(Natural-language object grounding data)
....

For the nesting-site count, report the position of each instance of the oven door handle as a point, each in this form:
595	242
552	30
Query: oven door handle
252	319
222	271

....

(Required work)
Your task is to reproduce all the data exactly as shown.

(Result)
For the nesting-site count, report the position of each instance of the oven door handle as a point, each in this form:
595	242
552	30
Query: oven door handle
252	319
222	271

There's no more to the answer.